**PROBLEM TO WORK ON**
Restate all the data word for word and omit the pictures.

**LISTED RECORDS**

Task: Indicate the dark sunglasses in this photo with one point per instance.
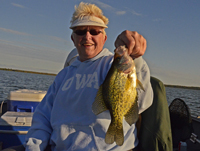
(93, 32)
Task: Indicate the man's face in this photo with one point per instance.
(88, 44)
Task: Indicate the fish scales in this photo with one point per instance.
(118, 95)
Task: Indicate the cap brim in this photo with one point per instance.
(88, 21)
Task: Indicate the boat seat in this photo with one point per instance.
(155, 131)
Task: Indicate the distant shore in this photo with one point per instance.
(34, 72)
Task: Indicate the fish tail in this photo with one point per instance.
(115, 134)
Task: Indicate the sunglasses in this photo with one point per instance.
(93, 32)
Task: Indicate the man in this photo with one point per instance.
(64, 119)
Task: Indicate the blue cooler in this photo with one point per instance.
(24, 100)
(14, 127)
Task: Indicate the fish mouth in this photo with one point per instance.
(87, 44)
(125, 62)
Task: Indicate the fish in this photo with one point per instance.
(118, 94)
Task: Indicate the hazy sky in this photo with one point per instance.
(35, 34)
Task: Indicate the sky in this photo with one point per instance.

**WRITTEN SOLUTION**
Task: Indicate the dark sunglasses in this photo with one point per instance.
(93, 32)
Task: Indicate the man's face in this photo with one point per instance.
(88, 44)
Task: Indicate the fish scales in this photo with one point per instance.
(118, 95)
Task: Indicate the cap brim in this photo with one point per instance.
(88, 21)
Task: Indicate the boat seat in this photo with one point per instance.
(155, 131)
Task: Indicate the distant shore in this photo with one point per instance.
(34, 72)
Task: Indicate the fish tail in this photo with one point per instance.
(115, 134)
Task: Indicate the sunglasses in this photo with one point per instance.
(93, 32)
Task: Indicate the man in this photo with one point per instance.
(64, 119)
Task: Indicate the blue cooler in this photo with one point per instance.
(24, 100)
(14, 127)
Task: Indicate the fish mouth in this photo with one point per instance.
(87, 44)
(125, 62)
Task: Indicate the fish in this photo with one point per instance.
(118, 94)
Task: Indicate the hazy sky in this photo with one point per instance.
(35, 34)
Task: Indicate the sky in this photo with one point per instance.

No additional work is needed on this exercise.